-- START OF Text section --

For international dealmakers and legal advisors, this development is particularly relevant in the context of joint ventures (‘JVs’) and strategic collaborations involving Indian businesses. Traditionally, merger notifications in India were driven primarily by asset and turnover thresholds. As a result, certain transactions, especially those involving technology driven or early-stage businesses with limited revenues, fell outside the scope of mandatory review. The revised framework moves beyond a purely threshold-driven approach towards a more substantive assessment focused on the economic value and competitive impact of transactions.
Competition law analysis is no longer a late-stage compliance exercise. It has become an integral part of the transaction structuring process, particularly for JVs where parties combine existing businesses, share governance rights, or implement phased investment structures. For international practitioners, this means that joint venture structures or investments involving Indian businesses may now require merger control analysis earlier than might previously have been anticipated, aligning India more closely with jurisdictions such as Germany and Austria, which have introduced transaction value thresholds to capture high-value acquisitions.
Deal Value Threshold
The introduction of the DVT is one of the most significant developments in India’s merger control regime in recent years. This expands the scope of CCI scrutiny by capturing transactions that may previously have fallen outside traditional asset or turnover thresholds.
Under the revised framework, a transaction must be notified to the CCI where:
Deal teams must now assess two cumulative factors: (i) determination of the ‘value of the transaction’, and (ii) assessing if the enterprise being acquired has ‘SBO’ in India.
From a cross-border perspective, this is particularly relevant because foreign investors frequently assume that minority investments, collaborative arrangements or early-stage JV structures will fall outside merger filing requirements. The DVT framework challenges this assumption by focusing on enterprise value rather than purely financial metrics such as turnover or assets.

-- END OF Text section --
-- START OF Data lines --

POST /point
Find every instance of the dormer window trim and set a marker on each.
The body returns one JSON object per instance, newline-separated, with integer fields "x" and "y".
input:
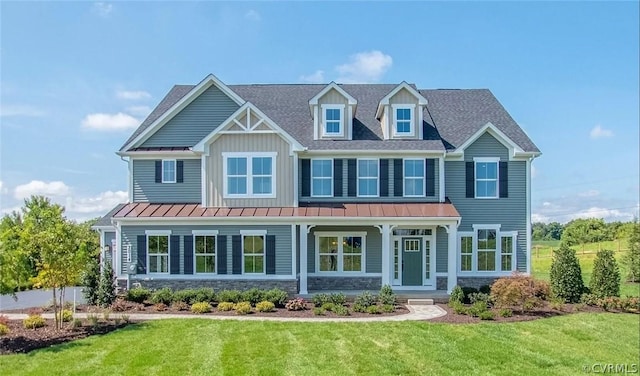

-- END OF Data lines --

* **Short task 1**
Which two countries does the text on India's merger control name as having introduced transaction value thresholds?
* **Short task 2**
Carry the text on India's merger control forward from its last sentence.
The data has no connection to the text on India's merger control.

* **Right answer 1**
Germany and Austria.

* **Right answer 2**
Value of the Transaction
The first practical question deal teams should address under the DVT framework is how to determine the ‘value of the transaction’. Unlike traditional merger thresholds based primarily on revenue or assets, the Combination Regulations adopt a deliberately broad approach to valuation.
The assessment extends beyond the headline purchase price and includes all forms of consideration, whether direct or indirect, immediate or deferred, inter-connected, in cash or otherwise. The calculation also includes payments for covenants, call options, technology assistance agreements, intellectual property licensing, and any other arrangements that may occur as part of the transaction.
While the regulatory framework was intentionally drafted broadly, early market practice revealed uncertainty in applying these principles to complex deal structures. The FAQs issued by CCI on this aspect have brought much-needed clarity and emphasized that the deal value must reflect the economic reality of the transaction rather than its legal form.
In practical terms, several implications arise from these clarifications:
The FAQs also introduce an important aggregation principle. Investments made within 2 (two) years by an investor or its group in the same target may need to be combined for valuation purposes. From a structuring perspective, this reduces the effectiveness of staggered investments as a strategy to remain below notification thresholds and requires deal teams to assess cumulative transaction value at the outset.
SBO test to be applied at Enterprise Level
The second limb of the DVT analysis requires deal teams to assess whether the enterprise being acquired has ‘Substantial Business Operations in India. While the transaction value determines whether a deal crosses the monetary threshold, the SBO test establishes whether the target has sufficient operations in India to trigger notification.
Under the Combination Regulations, an enterprise may be deemed to have substantial business operations in India if it meets specified thresholds relating to user base, gross merchandise value (GMV), or turnover when compared against global operations. In simple terms, even where the target’s revenue footprint appears limited, significant digital presence, user engagement, or commercial activity in India may bring the transaction within the scope of review.
In practice, there was uncertainty about how the SBO test should be applied in multi-step or layered transactions. There was ambiguity regarding whether the SBO assessment should be limited to the immediate target entity or whether broader group operations and subsequent planned acquisitions are required to be considered when determining whether substantial business operations exist in India.
The FAQs issued by the CCI clarify that the SBO test must be applied at the level of the “enterprise being acquired” in each transaction. In other words, the analysis is not performed once for the overall investment structure but separately for each acquisition step.
This distinction becomes important in staged transactions. For example, where an investor acquires Company A and Company A later acquires Company B:
As a result, parties should avoid relying on a single consolidated SBO analysis. Each limb may require separate evaluation.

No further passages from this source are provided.